§ SUPPLIED TEXT
● ● ● ●

Book club February 2022 and Friday Finds

Bookshelf4
Picture from my bookshelves
edited with Pixlr
#Fridayfinds

I’m presenting here the books we shared
at our last block Book Club meeting
– it’s a potluck book club,
meaning each member shares about his/her latest good read.
Awesome for diversity in books, lively conversations,
and your TBR getting suddenly taller!
(synopsis taken from Goodreads.com)

So here are the 8 books we talked about for our January 2022 meeting.

The Brothers Karamazov is a murder mystery, a courtroom drama, and an exploration of erotic rivalry in a series of triangular love affairs involving the “wicked and sentimental” Fyodor Pavlovich Karamazov and his three sons―the impulsive and sensual Dmitri; the coldly rational Ivan; and the healthy, red-cheeked young novice Alyosha. Through the gripping events of their story, Dostoevsky portrays the whole of Russian life, is social and spiritual striving, in what was both the golden age and a tragic turning point in Russian culture.

 

 

Rebecca

From my review:
My post has also an awesome list of Q&A on the book.
I dived into it without reading any presentation, and had no idea what kind of water to expect. Wow, what a swim it was! I actually wanted to read over and over again the first chapter, hauntingly beautiful. I even wanted to paint it – it may actually happen one day!
I loved the descriptions of the landscapes, of the house, the sea, the people and their characters, the ambiance, definitely gothic! I felt magnetized by the book and the depth of its characters.At the beginning, the heroin seems rather shallow, too immature and almost two dimensional, but little by little, her character grows and makes for a loving and courageous person.
And the plot was not what I expected. When I finished the book, I re-read right away the first chapters, looking for the clues I had missed. It was an interesting experience.
If you have not read yet this classic, you have to give it a try.

    

With her disarming, intimate, completely accessible voice, and dry sense of humor, Nora Ephron shares with us her ups and downs in I Feel Bad About My Neck, a candid, hilarious look at women who are getting older and dealing with the tribulations of maintenance, menopause, empty nests, and life itself.

Nora Ephron returns with her first book since the astounding success of I Feel Bad About My Neck, taking a cool, hard, hilarious look at the past, the present, and the future, bemoaning the vicissitudes of modern life, and recalling with her signature clarity and wisdom everything she hasn’t (yet) forgotten.

● ● ● ●

§ DATASET RECORDS
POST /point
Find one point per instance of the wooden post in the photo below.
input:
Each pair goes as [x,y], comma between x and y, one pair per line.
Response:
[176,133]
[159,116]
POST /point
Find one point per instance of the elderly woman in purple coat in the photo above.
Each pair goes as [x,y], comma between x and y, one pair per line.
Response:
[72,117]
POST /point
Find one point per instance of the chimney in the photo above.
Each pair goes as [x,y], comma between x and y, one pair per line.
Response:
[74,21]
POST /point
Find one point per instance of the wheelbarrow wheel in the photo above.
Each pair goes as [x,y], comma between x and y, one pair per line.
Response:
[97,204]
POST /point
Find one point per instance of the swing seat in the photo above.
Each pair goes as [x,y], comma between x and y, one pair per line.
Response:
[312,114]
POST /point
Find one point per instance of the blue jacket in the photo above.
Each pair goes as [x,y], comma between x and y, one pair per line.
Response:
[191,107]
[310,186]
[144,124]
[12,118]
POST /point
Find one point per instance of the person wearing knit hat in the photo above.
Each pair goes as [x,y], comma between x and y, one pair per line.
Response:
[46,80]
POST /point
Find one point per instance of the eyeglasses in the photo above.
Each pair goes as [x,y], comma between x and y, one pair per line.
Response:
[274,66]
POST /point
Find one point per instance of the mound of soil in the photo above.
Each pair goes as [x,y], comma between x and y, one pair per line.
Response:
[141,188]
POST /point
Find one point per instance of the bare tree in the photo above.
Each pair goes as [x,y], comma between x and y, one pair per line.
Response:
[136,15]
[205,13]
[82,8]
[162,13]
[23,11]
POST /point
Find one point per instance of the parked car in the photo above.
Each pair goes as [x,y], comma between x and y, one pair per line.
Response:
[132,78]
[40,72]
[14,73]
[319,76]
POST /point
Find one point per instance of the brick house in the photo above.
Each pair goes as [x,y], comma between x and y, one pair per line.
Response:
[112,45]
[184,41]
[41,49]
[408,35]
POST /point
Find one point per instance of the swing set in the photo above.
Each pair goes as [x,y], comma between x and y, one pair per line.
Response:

● ● ● ●

§ USING THE INFORMATION
**A)** Using the book club post above, say whether each statement agrees with it, answering yes or no and quoting the deciding words exactly: (i) each member of the book club shares about a recent good read; (ii) the reviewer read a presentation of Rebecca before starting it; (iii) the synopses come from Goodreads.com.
**B)** Continue the book club post from the point where it stops.

§ EXPECTED OUTPUTS
**A)**
(i) Yes: "it’s a potluck book club, meaning each member shares about his/her latest good read."
(ii) No: "I dived into it without reading any presentation"
(iii) Yes: "(synopsis taken from Goodreads.com)"

**B)**
1756615

 

The noted singer and actress Kitty Carlisle Hart recounts her eventful life from her childhood in Europe, through Hollywood in the 1930s and 1940s, to her life today, offering revealing insights into the many celebrities she has known

 

 

 

58935131 In this searing memoir, Congressman Jamie Raskin tells the story of the forty-five days at the start of 2021 that permanently changed his life–and his family’s–as he confronted the painful loss of his son to suicide, lived through the violent insurrection in our nation’s Capitol, and led the impeachment effort to hold President Trump accountable for inciting the political violence.

 

 

 

23692271. sy475 100,000 years ago, at least six human species inhabited the earth. Today there is just one. Us. Homo sapiens.
How did our species succeed in the battle for dominance? Why did our foraging ancestors come together to create cities and kingdoms? How did we come to believe in gods, nations and human rights; to trust money, books and laws; and to be enslaved by bureaucracy, timetables and consumerism? And what will our world be like in the millennia to come?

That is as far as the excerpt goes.